GOAL ->
Answer from the passage on decapitated and lynched texts:
(a) Which author does it name among the best practitioners of the decapitated text?
(b) Which book did that author write in response to criticism?
(c) What kind of African American authors does it say produce the lynched text most easily?

EXCERPT TO READ ->
_ _ _

The decapitated text is
the contribution of the author who writes with no discernible
African cultural element; the aim appears to be to distance herself
or himself from the African cultural self. Among the best practitioners
of this genre of writing is the author Frank Yerby. His contributions
to literature have been made as a part of the European and white
experience in the West. Although he responded to criticism long
enough to write the Dahomeans , he remained fundamentally
committed to a style of writing which placed him outside of his
own historical experiences. Thus, his African voice remains essentially
silent. Yerby is the kind of author one reads and says, if you
do not know, that this must be a white writer. Even my white students
are surprised to discover that the author of some of the finest
Southern plantation novels is an African American. While he became
relatively successful in a commercial sense in this vein of writing,
Frank Yerby has no clear literary tradition and adds to no new
school of aesthetics. He produces decapitated texts with no guiding
heads and no sense of soul.
The lynched text is more
easily produced by African American authors who have literary
skills but little cultural or historical knowledge. Images tend
to be thoroughly Eurocentric, producing lines such as "the war-like
natives" in a historical novel or "the Valhallian quest of the
black hero" in poetry. An African writer who uses such language
may be rewarded by the Eurocentric establishment for demonstrating
a mastery over or expertise in handling European themes but it
does not mean that the writer is placed in her own center. Since
the literary establishment often reinforces Africans the more
removed we are from our cultural terms, there is social pressure
on the writer to "write what whites writes." One can perhaps see
why James Baldwin, Richard Wright, Toni Morrison, John A. Killens,
and John Edgar Wideman are not given greater prominence in the
literary curricula of this nation. Neither attempted to shed blackness;
in fact, some tried to re-accumulate what they had lost through
education.

_ _ _

RECORDS SHOWN ->

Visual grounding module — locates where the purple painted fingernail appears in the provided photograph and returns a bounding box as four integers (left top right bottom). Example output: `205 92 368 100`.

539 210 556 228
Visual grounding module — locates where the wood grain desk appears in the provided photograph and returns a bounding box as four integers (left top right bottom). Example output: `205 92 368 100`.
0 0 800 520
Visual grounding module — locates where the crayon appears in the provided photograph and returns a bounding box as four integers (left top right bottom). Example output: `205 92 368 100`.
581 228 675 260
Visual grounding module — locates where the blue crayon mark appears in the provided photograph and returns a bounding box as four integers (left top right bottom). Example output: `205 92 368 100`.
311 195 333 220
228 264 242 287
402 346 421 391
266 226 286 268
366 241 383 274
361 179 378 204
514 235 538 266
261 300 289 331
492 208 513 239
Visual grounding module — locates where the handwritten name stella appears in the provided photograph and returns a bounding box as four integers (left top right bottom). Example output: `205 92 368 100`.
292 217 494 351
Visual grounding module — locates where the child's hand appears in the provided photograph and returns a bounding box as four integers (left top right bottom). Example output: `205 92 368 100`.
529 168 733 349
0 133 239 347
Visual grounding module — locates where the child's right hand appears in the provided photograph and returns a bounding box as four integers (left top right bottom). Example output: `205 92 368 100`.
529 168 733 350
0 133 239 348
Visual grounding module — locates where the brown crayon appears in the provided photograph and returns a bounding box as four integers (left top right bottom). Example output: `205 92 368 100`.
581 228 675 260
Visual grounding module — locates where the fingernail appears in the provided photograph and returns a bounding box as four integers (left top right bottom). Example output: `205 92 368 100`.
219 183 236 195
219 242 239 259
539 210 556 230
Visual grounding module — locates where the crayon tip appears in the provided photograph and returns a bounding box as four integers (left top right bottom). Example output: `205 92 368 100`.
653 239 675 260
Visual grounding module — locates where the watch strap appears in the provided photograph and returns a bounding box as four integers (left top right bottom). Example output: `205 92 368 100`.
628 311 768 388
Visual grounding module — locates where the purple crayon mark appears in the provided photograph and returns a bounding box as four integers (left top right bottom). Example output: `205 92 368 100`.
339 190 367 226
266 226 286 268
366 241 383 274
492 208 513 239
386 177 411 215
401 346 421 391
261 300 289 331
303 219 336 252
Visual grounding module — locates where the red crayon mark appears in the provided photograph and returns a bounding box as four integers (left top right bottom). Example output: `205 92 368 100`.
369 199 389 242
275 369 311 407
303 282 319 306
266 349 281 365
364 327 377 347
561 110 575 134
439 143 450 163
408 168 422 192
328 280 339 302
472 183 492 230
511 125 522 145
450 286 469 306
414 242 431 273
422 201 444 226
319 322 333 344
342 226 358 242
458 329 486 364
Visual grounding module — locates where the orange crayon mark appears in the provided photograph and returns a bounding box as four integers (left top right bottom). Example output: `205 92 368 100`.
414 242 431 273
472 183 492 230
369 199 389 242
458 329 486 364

_ _ _

FINISHED EXERCISE ->
(a) Frank Yerby
(b) The Dahomeans
(c) Authors who have literary skills but little cultural or historical knowledge